**INSTRUÇÃO ESCRITA 1**
Informe quantas linhas das entradas abaixo contêm a palavra "structure". Responda só com o número.
===== TRECHO DA FONTE =====
P1 - E essa escola era qual, que você fez o ensino médio? Ela já era mais longe? Ou era na mesma escola?
R - Não, não. Eu fiz o ensino fundamental numa escola, que é no bairro onde os meus pais moravam, né, onde eu cresci. E o ensino médio, eu fiz parte em uma escola no bairro onde eu já estava morando com a minha mãe, né? Os meus pais já tinham se separado, a gente já estava morando em bairros diferentes. Eu já tinha um irmão, né, que é o que está morando aqui conosco. A gente morava num outro bairro, já em Belo Horizonte, né, na capital. A gente não morava mais na região metropolitana. E ali eu fiz parte do ensino médio. Acabei saindo da escola antes de concluir o ensino médio. E terminei o ensino médio, depois de algum tempo, com o supletivo, né? Aí fiz o supletivo, terminei o ensino médio. E hoje eu tenho, estou na minha terceira graduação. Tenho três pós-graduações, um livro publicado. Então, basicamente, a minha trajetória foi uma reviravolta, né, digamos.
P1 - E eu queria que você comentasse um pouco sobre essa questão do fato de você ter saído de casa no ensino médio. Isso foi com quantos anos? E como você... Quais mudanças que isso promoveu na sua vida, naquele período?
R - Bem, eu saí de casa por uma discussão que eu tive, né, com a minha mãe, quando eu me assumi. Era muito complicado pra ela, ainda, na época, compreender as vertentes, compreender as diferenças, né? Então, eu acabei tendo esse conflito após uma tentativa de suicídio. Tentei o suicídio depois que eu me assumi, tomei uma caixa de remédio controlado. E morava com a minha mãe, né, já nessa época. E eu, se não me falha a memória, estava com os meus quinze pra dezesseis anos, alguma coisa nesse sentido, catorze e quinze anos - entre catorze e dezesseis anos, alguma coisa assim. E essa saída de casa se deu exatamente porque… Eu só vou declinar, assim, as terminologias das brigas, né, que eu tive com a minha mãe. Foi muito complicado. Ela acabou dizendo algumas coisas, dizendo que não queria um filho viado dentro de casa, que ela não tinha criado filho pra ser viado. Isso, né, na época. Hoje a minha mãe mora aqui em casa. Nós moramos, né, com ela. Ela trata o meu esposo melhor do que ela trata os filhos. (risos) E digamos que essa fase foi muito complexa. Então, aí eu acabei saindo de casa, indo morar com a pessoa que eu estava namorando. E tive que tomar as rédeas, né, da minha própria vida nesse início, nesse recomeço.
P1 - E pensando nessa sua saída, você começou a trabalhar com quantos anos? Qual foi o seu primeiro emprego?
===== ENTRADAS FORNECIDAS =====
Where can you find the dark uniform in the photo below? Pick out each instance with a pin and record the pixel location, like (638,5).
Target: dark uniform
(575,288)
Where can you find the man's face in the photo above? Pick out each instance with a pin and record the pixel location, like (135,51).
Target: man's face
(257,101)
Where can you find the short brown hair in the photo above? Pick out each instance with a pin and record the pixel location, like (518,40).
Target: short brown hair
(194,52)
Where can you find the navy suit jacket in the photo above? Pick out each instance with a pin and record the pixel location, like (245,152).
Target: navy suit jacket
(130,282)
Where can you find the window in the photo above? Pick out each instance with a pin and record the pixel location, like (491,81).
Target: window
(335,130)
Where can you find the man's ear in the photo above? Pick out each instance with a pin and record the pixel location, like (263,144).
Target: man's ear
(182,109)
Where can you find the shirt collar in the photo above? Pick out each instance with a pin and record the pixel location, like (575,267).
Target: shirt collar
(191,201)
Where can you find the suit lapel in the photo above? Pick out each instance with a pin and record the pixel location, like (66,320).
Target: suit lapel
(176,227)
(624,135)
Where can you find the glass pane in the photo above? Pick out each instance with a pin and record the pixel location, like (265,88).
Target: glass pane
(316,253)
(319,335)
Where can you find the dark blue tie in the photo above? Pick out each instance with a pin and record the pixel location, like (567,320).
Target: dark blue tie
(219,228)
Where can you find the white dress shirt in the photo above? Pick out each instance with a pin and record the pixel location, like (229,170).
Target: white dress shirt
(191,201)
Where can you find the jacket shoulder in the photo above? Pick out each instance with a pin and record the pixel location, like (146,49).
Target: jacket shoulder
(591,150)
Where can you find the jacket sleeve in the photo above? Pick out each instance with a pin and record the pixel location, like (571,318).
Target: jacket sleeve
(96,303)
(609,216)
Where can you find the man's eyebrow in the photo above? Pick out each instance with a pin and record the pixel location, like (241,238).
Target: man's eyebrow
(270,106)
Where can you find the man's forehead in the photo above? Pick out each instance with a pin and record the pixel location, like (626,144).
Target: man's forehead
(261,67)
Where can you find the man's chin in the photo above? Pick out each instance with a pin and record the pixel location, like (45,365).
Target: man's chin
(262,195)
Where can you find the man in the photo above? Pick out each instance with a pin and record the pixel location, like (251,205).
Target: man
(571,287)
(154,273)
=====
===== ENTRADAS FORNECIDAS =====
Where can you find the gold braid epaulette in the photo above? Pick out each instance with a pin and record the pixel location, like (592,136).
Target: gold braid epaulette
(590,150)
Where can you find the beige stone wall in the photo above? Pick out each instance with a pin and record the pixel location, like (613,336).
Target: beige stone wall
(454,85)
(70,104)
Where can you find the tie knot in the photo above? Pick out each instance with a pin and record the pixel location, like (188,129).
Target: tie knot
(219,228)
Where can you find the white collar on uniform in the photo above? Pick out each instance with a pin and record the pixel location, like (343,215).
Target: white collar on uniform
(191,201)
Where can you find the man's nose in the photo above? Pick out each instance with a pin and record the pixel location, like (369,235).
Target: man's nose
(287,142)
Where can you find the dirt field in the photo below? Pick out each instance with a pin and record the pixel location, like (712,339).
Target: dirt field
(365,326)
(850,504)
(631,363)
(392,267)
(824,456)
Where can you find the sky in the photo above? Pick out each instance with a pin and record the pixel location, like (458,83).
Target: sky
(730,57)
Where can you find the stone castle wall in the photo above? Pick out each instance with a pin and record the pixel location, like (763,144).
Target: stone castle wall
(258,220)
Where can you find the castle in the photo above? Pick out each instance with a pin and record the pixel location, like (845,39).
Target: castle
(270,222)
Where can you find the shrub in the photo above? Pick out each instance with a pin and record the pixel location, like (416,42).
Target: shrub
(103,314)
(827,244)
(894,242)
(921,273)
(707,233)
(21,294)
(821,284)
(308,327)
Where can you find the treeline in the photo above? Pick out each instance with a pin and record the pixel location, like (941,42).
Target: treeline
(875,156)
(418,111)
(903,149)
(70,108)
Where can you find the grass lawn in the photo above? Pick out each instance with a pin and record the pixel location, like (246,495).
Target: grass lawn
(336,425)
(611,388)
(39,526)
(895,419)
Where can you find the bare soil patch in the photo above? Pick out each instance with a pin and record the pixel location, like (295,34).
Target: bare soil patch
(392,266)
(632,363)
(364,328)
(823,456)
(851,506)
=====
===== ENTRADAS FORNECIDAS =====
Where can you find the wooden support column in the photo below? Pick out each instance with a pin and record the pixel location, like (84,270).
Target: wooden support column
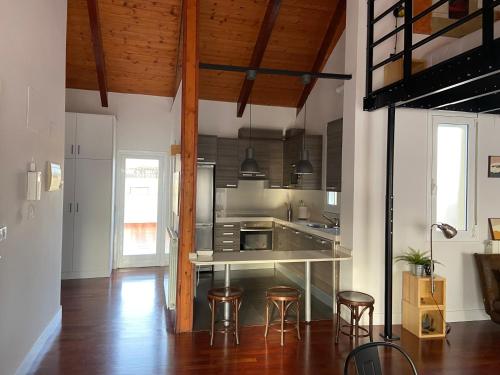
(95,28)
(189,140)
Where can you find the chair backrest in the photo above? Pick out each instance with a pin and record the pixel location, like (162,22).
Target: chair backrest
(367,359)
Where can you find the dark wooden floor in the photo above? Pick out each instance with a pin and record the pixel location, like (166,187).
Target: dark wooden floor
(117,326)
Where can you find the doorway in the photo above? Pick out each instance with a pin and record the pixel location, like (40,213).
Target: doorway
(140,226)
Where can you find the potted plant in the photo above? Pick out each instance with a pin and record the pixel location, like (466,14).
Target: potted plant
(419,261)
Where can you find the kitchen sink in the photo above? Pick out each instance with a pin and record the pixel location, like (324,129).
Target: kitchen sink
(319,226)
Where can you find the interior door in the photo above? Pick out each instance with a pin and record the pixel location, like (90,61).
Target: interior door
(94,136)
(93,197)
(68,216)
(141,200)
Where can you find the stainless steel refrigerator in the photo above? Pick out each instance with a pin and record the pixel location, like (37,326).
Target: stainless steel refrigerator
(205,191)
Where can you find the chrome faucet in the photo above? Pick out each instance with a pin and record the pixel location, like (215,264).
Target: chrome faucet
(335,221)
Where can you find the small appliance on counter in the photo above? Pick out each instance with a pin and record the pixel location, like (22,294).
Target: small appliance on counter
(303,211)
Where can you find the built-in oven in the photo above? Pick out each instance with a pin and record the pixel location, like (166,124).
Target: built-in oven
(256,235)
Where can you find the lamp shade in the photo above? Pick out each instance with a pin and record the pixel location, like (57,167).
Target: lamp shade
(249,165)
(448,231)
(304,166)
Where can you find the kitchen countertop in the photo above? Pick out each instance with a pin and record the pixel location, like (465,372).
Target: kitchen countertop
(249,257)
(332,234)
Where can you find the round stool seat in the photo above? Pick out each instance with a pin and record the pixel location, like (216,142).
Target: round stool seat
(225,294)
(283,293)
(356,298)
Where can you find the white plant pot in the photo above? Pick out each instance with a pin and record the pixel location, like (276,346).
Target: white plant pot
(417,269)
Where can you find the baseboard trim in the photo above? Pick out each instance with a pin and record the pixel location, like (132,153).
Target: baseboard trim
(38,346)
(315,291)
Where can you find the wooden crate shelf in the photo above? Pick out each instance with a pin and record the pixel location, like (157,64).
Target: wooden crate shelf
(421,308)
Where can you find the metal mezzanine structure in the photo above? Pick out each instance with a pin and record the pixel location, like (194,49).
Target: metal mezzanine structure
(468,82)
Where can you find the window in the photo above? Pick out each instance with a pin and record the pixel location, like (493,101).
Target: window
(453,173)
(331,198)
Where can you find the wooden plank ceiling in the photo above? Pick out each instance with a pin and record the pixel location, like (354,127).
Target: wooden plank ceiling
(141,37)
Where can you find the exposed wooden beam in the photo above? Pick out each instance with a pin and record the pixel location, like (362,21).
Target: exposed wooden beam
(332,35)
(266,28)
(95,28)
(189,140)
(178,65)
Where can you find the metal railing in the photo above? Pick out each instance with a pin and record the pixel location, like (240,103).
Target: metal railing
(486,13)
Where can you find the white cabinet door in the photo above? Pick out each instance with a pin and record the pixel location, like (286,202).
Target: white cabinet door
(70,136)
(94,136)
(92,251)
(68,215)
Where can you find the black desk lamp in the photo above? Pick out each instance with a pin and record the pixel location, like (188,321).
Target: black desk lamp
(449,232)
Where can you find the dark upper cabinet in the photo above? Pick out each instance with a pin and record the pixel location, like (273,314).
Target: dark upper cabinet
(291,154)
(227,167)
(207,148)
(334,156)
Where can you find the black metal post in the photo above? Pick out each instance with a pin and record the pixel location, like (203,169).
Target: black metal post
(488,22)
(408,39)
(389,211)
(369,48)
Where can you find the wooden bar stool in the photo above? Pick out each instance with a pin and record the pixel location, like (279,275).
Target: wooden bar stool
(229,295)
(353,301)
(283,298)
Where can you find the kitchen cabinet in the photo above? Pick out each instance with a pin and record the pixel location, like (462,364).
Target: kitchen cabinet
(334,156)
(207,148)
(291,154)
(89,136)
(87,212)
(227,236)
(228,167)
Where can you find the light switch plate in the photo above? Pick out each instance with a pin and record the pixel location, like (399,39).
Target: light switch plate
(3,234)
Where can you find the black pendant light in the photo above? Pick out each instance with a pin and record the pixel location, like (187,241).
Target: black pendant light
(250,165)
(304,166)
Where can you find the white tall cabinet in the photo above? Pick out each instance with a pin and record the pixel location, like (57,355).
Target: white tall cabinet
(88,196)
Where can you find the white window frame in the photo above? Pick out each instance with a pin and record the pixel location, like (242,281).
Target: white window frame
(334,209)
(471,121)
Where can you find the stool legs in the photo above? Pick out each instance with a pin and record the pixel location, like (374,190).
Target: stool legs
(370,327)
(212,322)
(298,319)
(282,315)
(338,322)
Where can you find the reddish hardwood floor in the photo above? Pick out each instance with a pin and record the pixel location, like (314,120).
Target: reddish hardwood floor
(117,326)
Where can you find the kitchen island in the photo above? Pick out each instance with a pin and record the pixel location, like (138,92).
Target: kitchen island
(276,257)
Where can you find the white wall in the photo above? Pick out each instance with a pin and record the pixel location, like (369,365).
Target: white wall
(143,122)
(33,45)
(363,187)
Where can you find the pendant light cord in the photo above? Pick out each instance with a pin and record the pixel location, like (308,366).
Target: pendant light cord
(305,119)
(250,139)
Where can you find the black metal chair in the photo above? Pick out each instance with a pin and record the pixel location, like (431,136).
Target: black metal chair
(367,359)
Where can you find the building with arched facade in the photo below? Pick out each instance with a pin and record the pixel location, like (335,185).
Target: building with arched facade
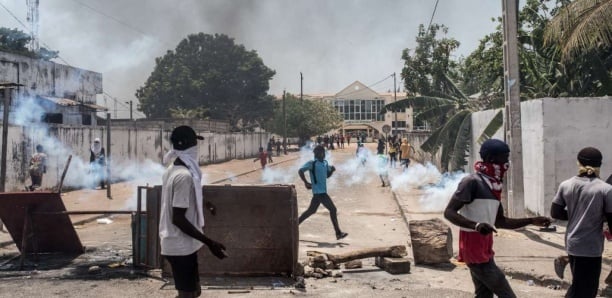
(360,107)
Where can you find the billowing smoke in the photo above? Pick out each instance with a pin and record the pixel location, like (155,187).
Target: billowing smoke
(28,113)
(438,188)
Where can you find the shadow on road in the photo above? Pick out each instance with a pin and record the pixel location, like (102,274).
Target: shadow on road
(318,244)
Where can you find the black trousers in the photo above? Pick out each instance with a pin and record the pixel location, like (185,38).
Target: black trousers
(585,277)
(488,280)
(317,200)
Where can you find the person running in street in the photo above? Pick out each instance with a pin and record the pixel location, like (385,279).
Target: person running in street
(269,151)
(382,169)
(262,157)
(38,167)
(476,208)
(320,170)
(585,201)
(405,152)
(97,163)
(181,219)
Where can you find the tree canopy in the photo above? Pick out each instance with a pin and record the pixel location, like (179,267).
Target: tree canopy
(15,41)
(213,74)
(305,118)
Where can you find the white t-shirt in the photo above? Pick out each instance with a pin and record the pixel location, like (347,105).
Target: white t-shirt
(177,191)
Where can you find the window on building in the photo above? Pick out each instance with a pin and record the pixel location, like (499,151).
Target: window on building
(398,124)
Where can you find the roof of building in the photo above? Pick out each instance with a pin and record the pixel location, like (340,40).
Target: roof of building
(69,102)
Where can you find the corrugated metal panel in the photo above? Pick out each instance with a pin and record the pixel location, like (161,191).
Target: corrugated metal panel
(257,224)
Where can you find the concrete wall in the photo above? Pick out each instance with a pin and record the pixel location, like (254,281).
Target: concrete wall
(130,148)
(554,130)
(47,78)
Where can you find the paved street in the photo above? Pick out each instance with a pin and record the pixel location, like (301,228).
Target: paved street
=====
**INSTRUÇÃO ESCRITA 2**
Extraia da entrevista acima, sem alterar nada, o trecho que vai de "R - Não, não." a "reviravolta, né, digamos.".

**RESULTADO DO EXERCÍCIO 1**
2

**RESULTADO DO EXERCÍCIO 2**
R - Não, não. Eu fiz o ensino fundamental numa escola, que é no bairro onde os meus pais moravam, né, onde eu cresci. E o ensino médio, eu fiz parte em uma escola no bairro onde eu já estava morando com a minha mãe, né? Os meus pais já tinham se separado, a gente já estava morando em bairros diferentes. Eu já tinha um irmão, né, que é o que está morando aqui conosco. A gente morava num outro bairro, já em Belo Horizonte, né, na capital. A gente não morava mais na região metropolitana. E ali eu fiz parte do ensino médio. Acabei saindo da escola antes de concluir o ensino médio. E terminei o ensino médio, depois de algum tempo, com o supletivo, né? Aí fiz o supletivo, terminei o ensino médio. E hoje eu tenho, estou na minha terceira graduação. Tenho três pós-graduações, um livro publicado. Então, basicamente, a minha trajetória foi uma reviravolta, né, digamos.